> _DOCUMENT EXTRACT_:
------------

Many people who live in Cleveland or in other parts of Bradley County, Tennessee, and who are facing financial challenges, may be frightened by the federal "means test" that is used in most family bankruptcy cases. But, residents should not fear this test.

The means test does not screen anyone completely out of the bankruptcy process. No one who has some financial problems, but who is high income should therefore assume bankruptcy is not an option.

On the other hand, if a person or couple cannot "pass" the means test, they likely must file a Chapter 13 repayment plan bankruptcy. This is instead of the more common Chapter 7 bankruptcy, which allows debtors to surrender non-exempt property and discharge their debts.

The means test consists of two basic parts. The first looks only at a family's total income from all sources over the previous six months. If it appears that the income falls below a median level for another Tennessee family living in generally the same area and with the same size, then no further inquiry is necessary. If so, the family has passed the means test and may file a Chapter 7 bankruptcy.

------------

> _REQUIRED ACTION 1_:
In the bankruptcy means test text, what does the first part of the test examine?
> _REQUIRED ACTION 2_:
Translate this sentence from the bankruptcy means test text into Spanish: "The means test consists of two basic parts."
> _REQUIRED ACTION 3_:
Continue the bankruptcy means test text from its last sentence.
The items that come after the bankruptcy means test text are separate material.

> _EXTRACTED ENTRIES_:
------------

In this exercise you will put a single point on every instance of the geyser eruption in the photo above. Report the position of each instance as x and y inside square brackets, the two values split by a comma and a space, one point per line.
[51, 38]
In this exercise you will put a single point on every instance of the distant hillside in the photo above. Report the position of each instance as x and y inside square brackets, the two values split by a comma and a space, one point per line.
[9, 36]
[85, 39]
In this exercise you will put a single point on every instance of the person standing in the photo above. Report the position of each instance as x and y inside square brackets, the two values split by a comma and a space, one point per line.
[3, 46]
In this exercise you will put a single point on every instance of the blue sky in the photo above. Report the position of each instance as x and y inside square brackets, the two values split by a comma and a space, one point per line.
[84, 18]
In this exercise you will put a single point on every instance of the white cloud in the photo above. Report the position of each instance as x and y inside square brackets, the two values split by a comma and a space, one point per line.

------------

> _OUTPUT 1_:
It looks only at a family's total income from all sources over the previous six months.

> _OUTPUT 2_:
La prueba de medios consta de dos partes básicas.

> _OUTPUT 3_:
If not, then the family must give an account of all of their monthly expenses. Once calculated, if it appears that the family has some money that they could devote to paying-off unsecured creditors, like credit card companies and medical providers, then they will be expected to file a Chapter 13 bankruptcy and repay a portion of their debts over time.

The means test may require families with higher income to file a Chapter 13 bankruptcy. Nonetheless, it does not stop anyone from getting a discharge altogether. And, as bankruptcy laws are rather complicated, one may be best served consulting with an experienced bankruptcy attorney.